* [ИСТОЧНИК]
____________________

В гетто у нас не было дома, нам достался чердак в чужом доме. Папа взял скрипку, самая дорогая наша довоенная вещь, папа хотел ее продать. У меня была тяжелая ангина. Я лежала... Лежала с высокой температурой и не могла разговаривать. Папа хотел купить каких-нибудь продуктов, он боялся, что я умру. Умру без мамы... Без маминых слов, без маминых рук. Я, такая балованная... Любимая... Ждала я его три дня, пока знакомые не передали, что папу убили... Сказали, что из-за скрипки... Не знаю, была ли она дорогая, папа, уходя, сказал: «Хорошо, если дадут банку меда и кусок масла». Ой, что вы! Я - без мамы... Без папы...
Пошла искать папу... Хотела найти его хотя бы мертвого, чтобы мы были вдвоем. Была я светлая, а не черная, светлые волосы, брови, и меня в городе никто не тронул. Я пришла на базар... И встретила там папиного друга, он уже жил в деревне, у своих родителей. Тоже музыкант, как и мой папа. Дядя Володя. Я все ему рассказала... Он посадил меня на телегу, накрыл кожухом. На телеге пищали поросята, кудахтали куры, ехали мы долго. Ой, что вы! До вечера ехали. Я спала, просыпалась...

____________________

* [ПРЕДСТАВЛЕННЫЕ ДАННЫЕ]

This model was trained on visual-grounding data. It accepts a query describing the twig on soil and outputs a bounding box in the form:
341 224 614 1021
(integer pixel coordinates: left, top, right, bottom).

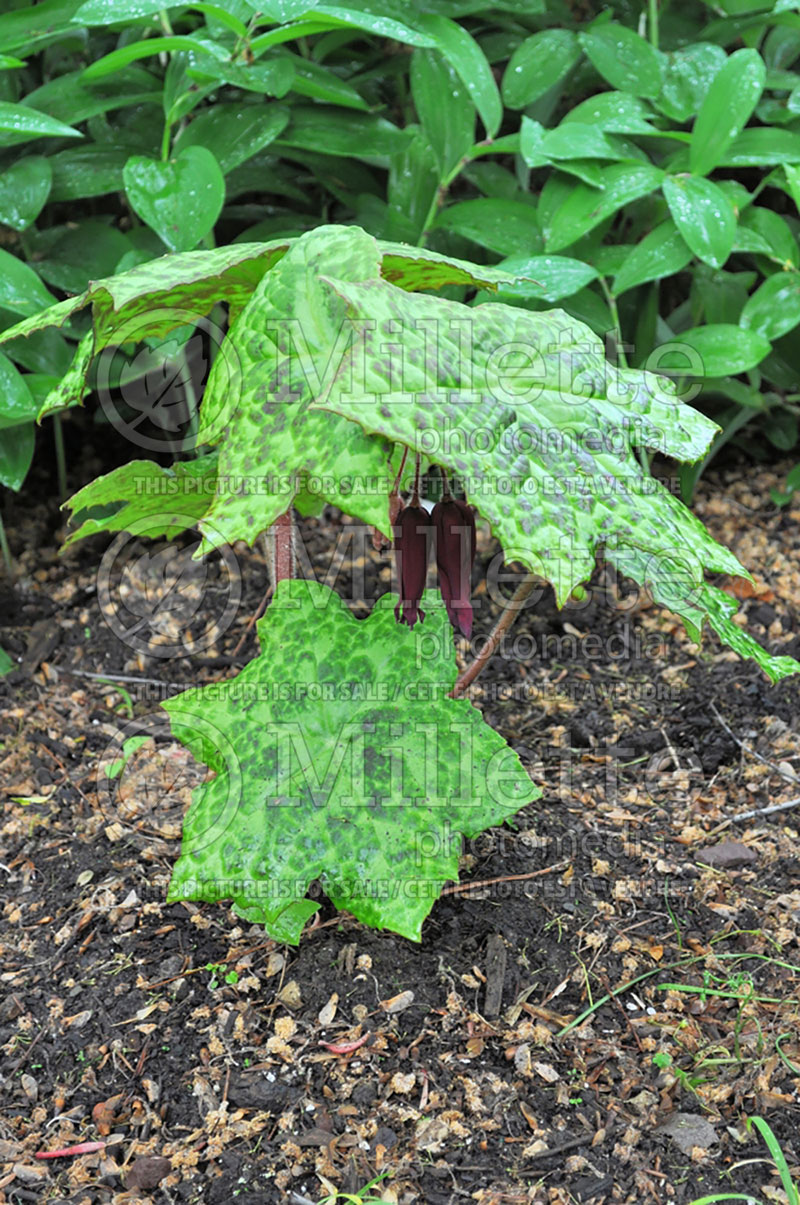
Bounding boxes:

____________________

* [ЗАДАНИЯ]
(1) Как в рассказе о гетто зовут папиного друга, встреченного на базаре?
(2) Процитируйте из рассказа о гетто отрывок от «Пошла искать папу...» до «Я спала, просыпалась...».
(3) Что идет дальше в рассказе о гетто после его последней фразы? Напишите продолжение.

* [ОТВЕТЫ]
(1) Дядя Володя.

(2)
Пошла искать папу... Хотела найти его хотя бы мертвого, чтобы мы были вдвоем. Была я светлая, а не черная, светлые волосы, брови, и меня в городе никто не тронул. Я пришла на базар... И встретила там папиного друга, он уже жил в деревне, у своих родителей. Тоже музыкант, как и мой папа. Дядя Володя. Я все ему рассказала... Он посадил меня на телегу, накрыл кожухом. На телеге пищали поросята, кудахтали куры, ехали мы долго. Ой, что вы! До вечера ехали. Я спала, просыпалась...

(3)
Так попала к партизанам...»
Мария Тимофеевна Савицкая-Радюкевич, партизанская связная
«Немцы въехали в деревню... На больших черных мотоциклах... Я глядела на них во все глаза: они были молодые, веселые. Все время смеялись. Они хохотали! Сердце останавливалось, что они здесь, на твоей земле, и еще смеются.
Я только мечтала, чтобы отомстить... Воображала, как погибну, и обо мне напишут книгу. Останется мое имя. Это были мои мечты...
В сорок третьем году родила дочку... Это уже мы с мужем пришли в лес к партизанам. На болоте родила, в стогу сена. Пеленочки на себе сушила, положу за пазуху, согрею и опять пеленаю. Вокруг все горело, жгли деревни вместе с людьми. В школы сгоняли, в церкви... Обливали керосином... У меня моя пятилетняя племянница, она слушала наши разговоры, спросила: "Тетя Маня, когда я сгорю, что от меня останется? Только ботики... " Вот о чем наши дети нас спрашивали...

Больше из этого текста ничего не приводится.